→ **THE PROBLEM**: Rewrite every one of the records below, replacing "interface" with "image" and keeping everything else the same. Leave out the pictures.

→ **DATASET CONTENT**:
>> Begin

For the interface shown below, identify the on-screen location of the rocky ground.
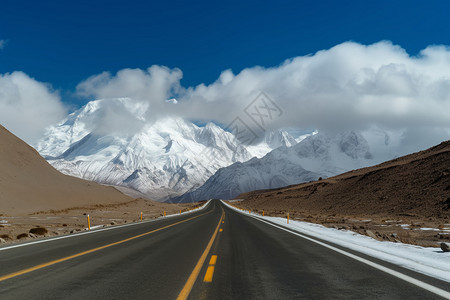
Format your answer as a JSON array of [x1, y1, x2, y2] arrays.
[[0, 199, 201, 244], [235, 141, 450, 247]]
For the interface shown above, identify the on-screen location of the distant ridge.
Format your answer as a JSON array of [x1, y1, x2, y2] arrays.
[[0, 125, 132, 215], [237, 141, 450, 219]]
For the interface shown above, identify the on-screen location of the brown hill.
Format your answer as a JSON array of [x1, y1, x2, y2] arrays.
[[237, 141, 450, 246], [0, 126, 132, 215], [237, 141, 450, 218]]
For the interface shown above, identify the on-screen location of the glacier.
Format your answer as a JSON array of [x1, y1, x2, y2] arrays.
[[35, 98, 297, 201]]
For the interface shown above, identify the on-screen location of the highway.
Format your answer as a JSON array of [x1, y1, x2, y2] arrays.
[[0, 201, 450, 299]]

>> End

→ **SOLUTION FOR THIS TASK**:
For the image shown below, identify the on-screen location of the rocky ground.
Format your answer as a JSON array of [x1, y1, x2, y2] arrays.
[[0, 199, 201, 244], [235, 141, 450, 247]]
For the image shown above, identify the on-screen location of the distant ridge.
Format your answer as a JSON array of [x1, y1, x2, y2] arrays.
[[0, 125, 132, 215], [237, 141, 450, 219]]
For the image shown above, identify the on-screen location of the brown hill.
Format your answer as a JSON array of [x1, y1, x2, y2] arrays.
[[237, 141, 450, 246], [0, 126, 132, 215], [237, 141, 450, 218]]
For the image shown above, identify the on-screen location of the glacier.
Format your answer as a JSON array of [x1, y1, x2, y2] arrays.
[[35, 98, 297, 201]]
For the image shown above, identify the on-screen location of the highway.
Format your answer as a JSON array of [x1, y1, x2, y2] arrays.
[[0, 201, 450, 299]]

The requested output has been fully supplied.